Start of EXTRACT

Saturday, October 31, 2009

Chocolate Bar Talk

Oh Henry, Oh Henry. Give me a Kiss, Big Hunk. I scored with Babe Ruth, but I prefer your Whopper to that Dud. Let's hit the dark bar for some free sampling. Afterall, it's Pay Day, and we've got $100,000 to blow. I know it's been a Rocky Road, Toots, but we made it Twix all the Snickers and Crunch. I'm not into M&M or a 3 Musketeers. I just want S'more of your Nutty self. No Junior Mints or Raisinettes for this Kit Kat. I'm talking the most Organic Whatchamacallit this side of the Milky Way.

Have a really good piece of chocolate sweetness this Halloween!

Sunday, October 18, 2009

Back in The Day

Back in the day,
Wii meant you and me.

To feel was to touch
To touch set you free.

Courage and valor defined one as great -
not being a whiny, crazed parent of eight.

End of EXTRACT
Start of SUPPLIED ENTRIES

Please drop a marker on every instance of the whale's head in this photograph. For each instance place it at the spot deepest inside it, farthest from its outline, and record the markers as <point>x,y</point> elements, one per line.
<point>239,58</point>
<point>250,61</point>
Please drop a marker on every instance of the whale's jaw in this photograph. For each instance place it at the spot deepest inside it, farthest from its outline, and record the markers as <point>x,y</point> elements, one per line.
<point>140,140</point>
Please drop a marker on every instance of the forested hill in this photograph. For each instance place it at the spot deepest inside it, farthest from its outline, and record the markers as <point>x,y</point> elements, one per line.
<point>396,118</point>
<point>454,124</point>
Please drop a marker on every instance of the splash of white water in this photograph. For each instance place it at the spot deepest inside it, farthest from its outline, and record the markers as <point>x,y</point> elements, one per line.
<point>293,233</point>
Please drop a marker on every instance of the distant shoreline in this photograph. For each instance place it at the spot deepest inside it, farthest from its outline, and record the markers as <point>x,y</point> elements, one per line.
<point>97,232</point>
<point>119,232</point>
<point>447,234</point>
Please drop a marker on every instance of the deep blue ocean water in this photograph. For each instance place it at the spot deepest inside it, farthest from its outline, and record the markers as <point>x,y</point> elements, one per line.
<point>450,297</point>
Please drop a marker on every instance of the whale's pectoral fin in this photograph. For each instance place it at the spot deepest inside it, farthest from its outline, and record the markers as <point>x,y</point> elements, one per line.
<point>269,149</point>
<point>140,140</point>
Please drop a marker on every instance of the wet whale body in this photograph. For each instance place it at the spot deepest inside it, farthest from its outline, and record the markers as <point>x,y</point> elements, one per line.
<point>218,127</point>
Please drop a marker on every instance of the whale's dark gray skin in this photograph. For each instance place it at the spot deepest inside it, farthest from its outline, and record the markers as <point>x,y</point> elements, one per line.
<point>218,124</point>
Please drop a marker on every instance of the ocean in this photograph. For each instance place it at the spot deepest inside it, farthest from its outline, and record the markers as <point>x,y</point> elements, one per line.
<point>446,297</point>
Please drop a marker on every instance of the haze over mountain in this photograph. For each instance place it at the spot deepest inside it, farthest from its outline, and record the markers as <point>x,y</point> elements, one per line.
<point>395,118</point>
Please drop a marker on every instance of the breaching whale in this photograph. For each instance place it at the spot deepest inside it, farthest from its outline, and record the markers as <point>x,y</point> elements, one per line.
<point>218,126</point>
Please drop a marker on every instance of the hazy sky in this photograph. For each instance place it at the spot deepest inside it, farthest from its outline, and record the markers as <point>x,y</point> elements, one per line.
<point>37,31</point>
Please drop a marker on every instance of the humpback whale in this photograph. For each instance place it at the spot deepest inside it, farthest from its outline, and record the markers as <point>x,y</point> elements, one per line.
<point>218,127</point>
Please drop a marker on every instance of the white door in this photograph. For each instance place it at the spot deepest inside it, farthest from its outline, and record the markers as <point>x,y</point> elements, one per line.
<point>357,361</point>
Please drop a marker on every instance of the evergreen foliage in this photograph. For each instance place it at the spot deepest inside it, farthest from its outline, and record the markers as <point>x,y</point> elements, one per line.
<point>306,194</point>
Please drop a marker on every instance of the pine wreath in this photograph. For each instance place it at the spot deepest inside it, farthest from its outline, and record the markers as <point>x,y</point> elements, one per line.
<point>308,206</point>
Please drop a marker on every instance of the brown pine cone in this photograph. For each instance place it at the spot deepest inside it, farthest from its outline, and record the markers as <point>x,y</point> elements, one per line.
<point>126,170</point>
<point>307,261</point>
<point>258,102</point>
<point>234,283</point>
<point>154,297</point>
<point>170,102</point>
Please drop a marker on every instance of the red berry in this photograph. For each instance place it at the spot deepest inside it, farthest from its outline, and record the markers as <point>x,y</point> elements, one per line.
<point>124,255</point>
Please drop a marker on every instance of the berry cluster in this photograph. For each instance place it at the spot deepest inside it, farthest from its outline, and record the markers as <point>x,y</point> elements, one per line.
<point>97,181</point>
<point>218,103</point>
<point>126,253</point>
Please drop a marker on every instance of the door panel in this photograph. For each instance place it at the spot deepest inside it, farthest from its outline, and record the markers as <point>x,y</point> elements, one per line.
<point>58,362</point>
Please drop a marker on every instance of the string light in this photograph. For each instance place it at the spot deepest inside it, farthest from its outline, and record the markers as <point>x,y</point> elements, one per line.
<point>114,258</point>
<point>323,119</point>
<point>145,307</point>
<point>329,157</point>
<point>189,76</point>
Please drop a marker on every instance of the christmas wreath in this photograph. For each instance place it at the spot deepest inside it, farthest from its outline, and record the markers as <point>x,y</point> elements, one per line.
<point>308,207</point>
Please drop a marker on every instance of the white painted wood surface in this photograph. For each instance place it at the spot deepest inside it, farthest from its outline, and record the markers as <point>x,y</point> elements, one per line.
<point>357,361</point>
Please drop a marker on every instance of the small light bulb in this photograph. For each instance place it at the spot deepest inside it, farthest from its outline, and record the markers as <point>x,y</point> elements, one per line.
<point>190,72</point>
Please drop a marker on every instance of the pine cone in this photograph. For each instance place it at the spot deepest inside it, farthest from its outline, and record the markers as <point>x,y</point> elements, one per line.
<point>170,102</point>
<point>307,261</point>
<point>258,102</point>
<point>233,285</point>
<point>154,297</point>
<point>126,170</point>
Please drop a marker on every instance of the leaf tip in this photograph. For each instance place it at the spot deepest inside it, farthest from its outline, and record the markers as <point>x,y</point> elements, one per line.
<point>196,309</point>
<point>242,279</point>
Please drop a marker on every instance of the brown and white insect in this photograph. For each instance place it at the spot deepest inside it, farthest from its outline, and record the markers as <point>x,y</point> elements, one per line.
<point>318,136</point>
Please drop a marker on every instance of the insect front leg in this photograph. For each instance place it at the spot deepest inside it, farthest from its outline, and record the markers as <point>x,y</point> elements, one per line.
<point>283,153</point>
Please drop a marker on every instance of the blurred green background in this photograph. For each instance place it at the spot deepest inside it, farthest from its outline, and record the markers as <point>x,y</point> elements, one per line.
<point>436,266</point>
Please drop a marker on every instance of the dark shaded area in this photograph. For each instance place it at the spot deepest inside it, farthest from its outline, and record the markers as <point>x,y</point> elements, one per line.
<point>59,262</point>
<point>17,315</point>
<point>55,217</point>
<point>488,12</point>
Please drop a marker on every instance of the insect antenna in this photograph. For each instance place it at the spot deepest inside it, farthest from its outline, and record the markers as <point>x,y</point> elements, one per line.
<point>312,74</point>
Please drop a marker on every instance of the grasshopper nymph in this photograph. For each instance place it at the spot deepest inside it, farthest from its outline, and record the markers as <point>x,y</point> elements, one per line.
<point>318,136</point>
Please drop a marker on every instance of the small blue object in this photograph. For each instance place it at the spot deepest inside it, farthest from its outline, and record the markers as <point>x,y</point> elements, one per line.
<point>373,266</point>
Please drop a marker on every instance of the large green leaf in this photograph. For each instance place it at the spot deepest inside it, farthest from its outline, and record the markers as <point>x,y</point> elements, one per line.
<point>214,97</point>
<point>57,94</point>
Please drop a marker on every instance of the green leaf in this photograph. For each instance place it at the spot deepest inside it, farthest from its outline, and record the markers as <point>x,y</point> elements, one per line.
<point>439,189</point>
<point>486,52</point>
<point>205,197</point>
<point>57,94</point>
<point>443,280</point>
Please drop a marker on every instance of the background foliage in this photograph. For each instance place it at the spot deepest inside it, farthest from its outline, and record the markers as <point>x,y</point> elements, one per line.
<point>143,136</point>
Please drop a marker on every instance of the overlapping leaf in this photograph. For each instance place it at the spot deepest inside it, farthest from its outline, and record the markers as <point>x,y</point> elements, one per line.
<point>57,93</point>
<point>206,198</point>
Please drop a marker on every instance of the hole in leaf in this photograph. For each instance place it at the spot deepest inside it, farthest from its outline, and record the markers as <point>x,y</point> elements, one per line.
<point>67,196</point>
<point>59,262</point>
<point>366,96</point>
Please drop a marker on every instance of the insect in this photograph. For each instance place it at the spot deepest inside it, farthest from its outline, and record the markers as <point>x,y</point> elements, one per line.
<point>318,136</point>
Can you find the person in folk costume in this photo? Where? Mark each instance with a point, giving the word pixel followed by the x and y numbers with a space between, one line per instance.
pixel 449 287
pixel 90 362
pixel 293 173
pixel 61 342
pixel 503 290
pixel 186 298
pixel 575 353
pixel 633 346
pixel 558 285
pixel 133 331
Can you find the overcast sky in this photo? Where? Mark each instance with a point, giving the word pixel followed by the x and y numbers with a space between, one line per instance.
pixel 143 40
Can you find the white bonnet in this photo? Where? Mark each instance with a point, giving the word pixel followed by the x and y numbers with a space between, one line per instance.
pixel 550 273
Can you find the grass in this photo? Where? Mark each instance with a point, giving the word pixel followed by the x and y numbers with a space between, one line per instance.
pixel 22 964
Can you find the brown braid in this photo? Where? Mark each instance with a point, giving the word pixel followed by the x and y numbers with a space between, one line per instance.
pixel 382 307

End of SUPPLIED ENTRIES

### INSTRUCTION
Extend the blog excerpt, which ends partway through the poem "Back in The Day," picking up after its final line.

### FINAL RESULT
When actors could act,
Performers could sing,
Reality shows starred Carson and Bing.

Back in the day,
Mail came to your door.

Wrappers bore gifts.
You walked to the store.

Ice cream trucks stopped on the corner street.
Fifteen cent big sticks, a most awesome treat.

Nice girls wouldn’t google, switch users or tweet.
Blackberries were juicy and raspberries, sweet.

Nice guys didn’t sag, log off or shut down
When sex was sacred, and text, just a noun.

Back in the day,
Botox was unknown.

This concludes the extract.